# Short exercise
Render the lines of the listing from the one containing "Would you kindly pick out the giraffe with" through the end of the listing, both included, as a JSON list of strings with one string per line and blank lines left out.
=-=-=
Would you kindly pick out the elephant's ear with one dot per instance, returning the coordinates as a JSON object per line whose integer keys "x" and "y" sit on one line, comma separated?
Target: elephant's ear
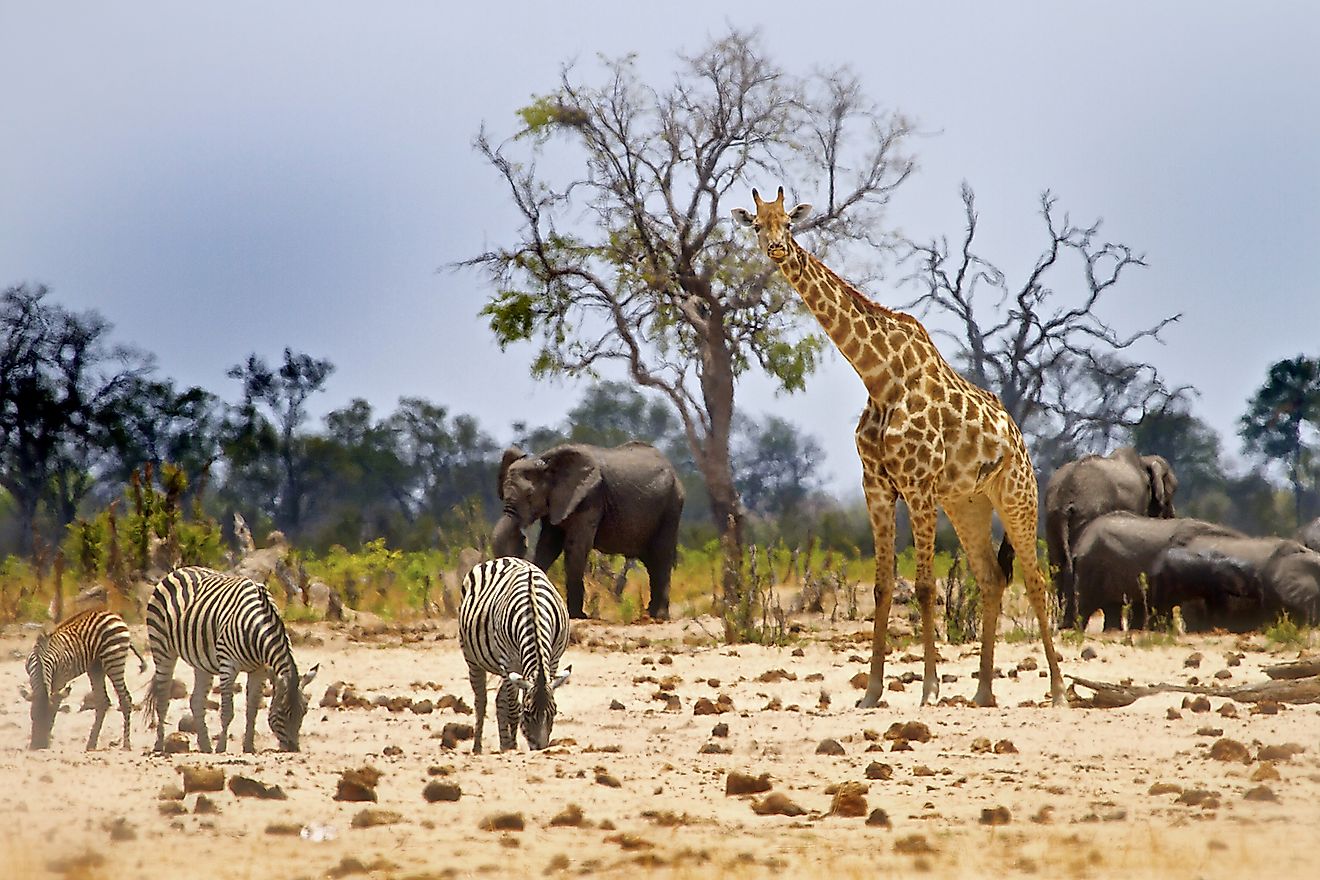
{"x": 511, "y": 455}
{"x": 574, "y": 475}
{"x": 1163, "y": 484}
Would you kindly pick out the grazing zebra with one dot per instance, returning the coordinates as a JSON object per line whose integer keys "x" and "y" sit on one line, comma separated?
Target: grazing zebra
{"x": 512, "y": 623}
{"x": 95, "y": 643}
{"x": 222, "y": 624}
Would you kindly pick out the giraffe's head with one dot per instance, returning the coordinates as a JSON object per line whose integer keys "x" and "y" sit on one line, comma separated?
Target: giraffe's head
{"x": 772, "y": 223}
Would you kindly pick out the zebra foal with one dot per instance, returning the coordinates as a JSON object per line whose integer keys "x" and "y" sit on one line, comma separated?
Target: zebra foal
{"x": 223, "y": 624}
{"x": 512, "y": 623}
{"x": 94, "y": 643}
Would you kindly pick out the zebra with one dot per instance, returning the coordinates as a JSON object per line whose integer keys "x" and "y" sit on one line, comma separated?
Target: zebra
{"x": 512, "y": 623}
{"x": 222, "y": 624}
{"x": 94, "y": 643}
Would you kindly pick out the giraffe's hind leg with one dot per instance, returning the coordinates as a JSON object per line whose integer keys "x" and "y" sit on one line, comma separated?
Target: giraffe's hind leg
{"x": 970, "y": 519}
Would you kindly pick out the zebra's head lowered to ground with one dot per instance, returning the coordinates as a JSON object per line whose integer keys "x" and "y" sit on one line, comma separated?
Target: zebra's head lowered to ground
{"x": 539, "y": 706}
{"x": 288, "y": 706}
{"x": 45, "y": 703}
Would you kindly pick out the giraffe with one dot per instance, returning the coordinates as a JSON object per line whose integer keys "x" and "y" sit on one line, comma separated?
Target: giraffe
{"x": 928, "y": 436}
=-=-=
# Answer
[
  "Would you kindly pick out the giraffe with one dot per instance, returning the coordinates as a JSON object per line whose integer keys \"x\" and \"y\" sit on one line, comma separated?",
  "Target: giraffe",
  "{\"x\": 928, \"y\": 436}"
]